-- The problem --
Here are some entries; quote each one exactly.

****************************************

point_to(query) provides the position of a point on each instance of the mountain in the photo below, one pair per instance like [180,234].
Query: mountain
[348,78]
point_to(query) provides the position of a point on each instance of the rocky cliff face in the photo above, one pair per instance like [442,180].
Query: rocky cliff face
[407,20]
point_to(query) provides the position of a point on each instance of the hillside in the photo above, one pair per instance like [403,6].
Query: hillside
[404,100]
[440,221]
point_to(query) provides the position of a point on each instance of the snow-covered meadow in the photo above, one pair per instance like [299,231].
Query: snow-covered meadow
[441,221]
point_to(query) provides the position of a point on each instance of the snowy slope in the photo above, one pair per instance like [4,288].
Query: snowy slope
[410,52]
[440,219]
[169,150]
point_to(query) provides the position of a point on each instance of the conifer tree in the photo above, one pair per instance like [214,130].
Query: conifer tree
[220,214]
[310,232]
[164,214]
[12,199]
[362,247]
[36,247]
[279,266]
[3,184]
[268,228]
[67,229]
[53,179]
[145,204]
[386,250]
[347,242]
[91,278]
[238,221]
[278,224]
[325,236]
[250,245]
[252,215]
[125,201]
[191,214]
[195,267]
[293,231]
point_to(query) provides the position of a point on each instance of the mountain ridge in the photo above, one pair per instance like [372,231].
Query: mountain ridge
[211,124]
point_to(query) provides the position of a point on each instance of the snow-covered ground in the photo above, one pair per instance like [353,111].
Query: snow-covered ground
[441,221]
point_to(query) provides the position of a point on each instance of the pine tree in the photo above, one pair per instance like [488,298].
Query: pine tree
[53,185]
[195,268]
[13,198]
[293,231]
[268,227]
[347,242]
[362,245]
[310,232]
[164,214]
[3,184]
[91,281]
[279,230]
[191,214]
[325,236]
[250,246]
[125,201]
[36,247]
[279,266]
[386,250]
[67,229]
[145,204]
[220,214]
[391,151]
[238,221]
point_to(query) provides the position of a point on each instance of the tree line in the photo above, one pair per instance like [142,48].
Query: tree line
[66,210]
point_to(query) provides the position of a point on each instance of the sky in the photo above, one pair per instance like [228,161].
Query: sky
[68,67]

****************************************

-- Completed task --
point_to(query) provides the position of a point on each instance of the mountain in the photo below, one pair per instance like [180,234].
Query: mountain
[348,78]
point_to(query) provides the position of a point on each instance of the rocky cliff face in the photo above, one pair per instance like [442,180].
Query: rocky cliff face
[407,20]
point_to(query) provides the position of a point on each instance of the hillside in the photo above, one pair per instance like [403,6].
Query: hillside
[404,100]
[440,221]
point_to(query) provides the position of a point on each instance of the snow-covered meadow in the photo above, one pair per instance like [299,231].
Query: snow-covered meadow
[441,221]
point_to(query) provides the position of a point on each instance of the snowy slope in the photo above, one pair per instance like [4,288].
Query: snowy slope
[410,52]
[440,219]
[169,150]
point_to(query) provides the position of a point on each instance of the conifer tree in the photo above, one pair per instance like [214,130].
Query: conifer tree
[220,214]
[310,232]
[164,214]
[12,199]
[362,247]
[36,247]
[279,266]
[3,184]
[268,228]
[67,229]
[53,179]
[145,204]
[386,250]
[347,242]
[91,278]
[238,221]
[278,224]
[325,236]
[250,245]
[252,215]
[125,201]
[191,214]
[195,267]
[293,231]
point_to(query) provides the position of a point on each instance of the mountain ridge in the photo above, one pair per instance like [372,231].
Query: mountain ridge
[211,124]
point_to(query) provides the position of a point on each instance of the snow-covered ground in the photo above, one pair per instance like [353,111].
Query: snow-covered ground
[441,221]
point_to(query) provides the position of a point on each instance of the pine tree in the photo above, one pair per instance like [488,298].
Query: pine tree
[53,185]
[195,268]
[13,198]
[293,231]
[268,227]
[347,242]
[362,245]
[310,232]
[164,214]
[3,184]
[91,281]
[279,230]
[191,214]
[325,236]
[250,246]
[125,201]
[36,247]
[279,266]
[386,250]
[67,229]
[145,204]
[220,214]
[391,151]
[238,221]
point_to(query) provides the position of a point on each instance of the tree line in the photo above, one pair per instance like [142,48].
Query: tree line
[66,210]
point_to(query) provides the position of a point on each instance of the sky in the photo above, one pair per instance like [228,161].
Query: sky
[68,67]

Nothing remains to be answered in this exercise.